Réflexion sur les valeurs

par | 28 Nov 2023 | Éditorial

 

On ne voudrait plus, paraît-il, d’un monde dirigé par l’Occident. Mais l’Occident ne dirige pas le monde. Simplement, ses valeurs se sont imposées au lendemain de la Deuxième Guerre mondiale — pas partout, mais dans les institutions internationales — car elles sont apparues alors comme bénéfiques au bonheur auquel aspirent tous les peuples. Le grand doctrinaire de la dépréciation de ces valeurs — les nôtres — est le chef d’État d’un pays en guerre, à vrai dire non contre un autre, mais contre cette démocratie que nous avons empruntée aux Grecs, peut-être ce « juste milieu » d’une liberté encadrée par des lois que recherchait Solon (640-560 av. J.-C.) : Poutine en personne…

1 – Les valeurs traditionnelles selon Poutine

Elles sont fortement marquées par le monde dont il est issu et qui l’a forgé.

La convocation de l’Histoire.

* * *

→ Votre tâche
Quels peuples et quelles personnes l'éditorial désigne-t-il nommément ? Vous n'avez pas besoin de ces données.

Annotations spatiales
* * *

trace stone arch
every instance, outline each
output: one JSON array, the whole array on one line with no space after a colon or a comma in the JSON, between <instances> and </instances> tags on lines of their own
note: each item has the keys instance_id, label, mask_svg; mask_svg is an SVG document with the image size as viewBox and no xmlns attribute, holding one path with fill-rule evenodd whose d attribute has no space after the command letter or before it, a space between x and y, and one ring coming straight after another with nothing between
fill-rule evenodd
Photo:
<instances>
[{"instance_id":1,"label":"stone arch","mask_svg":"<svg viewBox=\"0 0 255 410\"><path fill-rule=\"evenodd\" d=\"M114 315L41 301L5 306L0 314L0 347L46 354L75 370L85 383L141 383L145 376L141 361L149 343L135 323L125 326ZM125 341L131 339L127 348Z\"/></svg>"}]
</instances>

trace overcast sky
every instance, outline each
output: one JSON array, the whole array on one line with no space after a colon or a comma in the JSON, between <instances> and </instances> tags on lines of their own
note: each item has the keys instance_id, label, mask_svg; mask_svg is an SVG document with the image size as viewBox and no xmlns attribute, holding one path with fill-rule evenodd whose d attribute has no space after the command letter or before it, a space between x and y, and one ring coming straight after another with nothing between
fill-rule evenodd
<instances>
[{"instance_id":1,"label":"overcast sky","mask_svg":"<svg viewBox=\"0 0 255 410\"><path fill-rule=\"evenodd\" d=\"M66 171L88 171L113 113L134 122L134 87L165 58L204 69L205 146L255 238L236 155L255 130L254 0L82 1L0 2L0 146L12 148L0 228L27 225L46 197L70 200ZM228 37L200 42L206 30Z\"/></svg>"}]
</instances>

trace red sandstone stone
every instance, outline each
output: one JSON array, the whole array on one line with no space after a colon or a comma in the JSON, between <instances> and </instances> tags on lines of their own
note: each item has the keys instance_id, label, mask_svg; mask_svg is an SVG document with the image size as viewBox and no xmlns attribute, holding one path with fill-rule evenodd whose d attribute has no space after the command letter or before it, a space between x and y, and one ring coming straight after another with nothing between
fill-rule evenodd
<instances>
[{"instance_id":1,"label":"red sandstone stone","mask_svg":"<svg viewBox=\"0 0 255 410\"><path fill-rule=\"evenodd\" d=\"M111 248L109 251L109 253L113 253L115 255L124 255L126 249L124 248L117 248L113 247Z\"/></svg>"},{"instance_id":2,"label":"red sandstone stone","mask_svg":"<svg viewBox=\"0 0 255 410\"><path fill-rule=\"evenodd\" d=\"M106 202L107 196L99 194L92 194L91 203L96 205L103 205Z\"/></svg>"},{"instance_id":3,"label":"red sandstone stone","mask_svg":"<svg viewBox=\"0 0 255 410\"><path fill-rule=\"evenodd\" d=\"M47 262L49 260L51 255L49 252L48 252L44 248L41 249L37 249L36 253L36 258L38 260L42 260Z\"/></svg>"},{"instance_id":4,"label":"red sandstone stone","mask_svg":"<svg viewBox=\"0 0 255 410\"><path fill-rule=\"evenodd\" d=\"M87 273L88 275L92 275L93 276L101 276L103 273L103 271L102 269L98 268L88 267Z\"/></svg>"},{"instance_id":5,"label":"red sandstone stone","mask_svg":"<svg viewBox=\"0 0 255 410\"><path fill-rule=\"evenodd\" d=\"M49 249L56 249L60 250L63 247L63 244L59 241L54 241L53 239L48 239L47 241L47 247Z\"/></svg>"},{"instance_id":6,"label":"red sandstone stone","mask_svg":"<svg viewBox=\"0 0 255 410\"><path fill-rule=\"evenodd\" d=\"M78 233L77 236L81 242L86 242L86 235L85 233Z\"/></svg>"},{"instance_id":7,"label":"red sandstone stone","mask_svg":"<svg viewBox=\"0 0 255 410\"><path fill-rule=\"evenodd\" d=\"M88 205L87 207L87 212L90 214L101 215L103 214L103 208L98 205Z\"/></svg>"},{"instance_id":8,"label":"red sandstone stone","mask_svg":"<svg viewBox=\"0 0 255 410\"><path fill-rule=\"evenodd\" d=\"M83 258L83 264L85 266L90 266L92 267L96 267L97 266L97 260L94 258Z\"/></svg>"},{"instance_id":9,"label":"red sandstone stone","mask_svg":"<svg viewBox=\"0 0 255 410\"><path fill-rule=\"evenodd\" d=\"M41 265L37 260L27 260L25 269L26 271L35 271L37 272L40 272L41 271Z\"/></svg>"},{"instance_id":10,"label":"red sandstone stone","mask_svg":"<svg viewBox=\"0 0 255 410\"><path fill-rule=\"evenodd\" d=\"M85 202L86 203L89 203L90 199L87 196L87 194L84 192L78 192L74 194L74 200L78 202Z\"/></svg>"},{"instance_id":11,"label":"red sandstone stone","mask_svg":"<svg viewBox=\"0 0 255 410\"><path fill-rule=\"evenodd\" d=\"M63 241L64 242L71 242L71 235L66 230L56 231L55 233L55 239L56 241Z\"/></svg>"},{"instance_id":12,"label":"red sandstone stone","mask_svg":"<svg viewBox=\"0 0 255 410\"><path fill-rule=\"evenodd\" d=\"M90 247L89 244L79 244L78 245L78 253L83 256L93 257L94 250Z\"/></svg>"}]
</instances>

* * *

→ Résultat ci-dessous
Les Grecs, Solon et Poutine.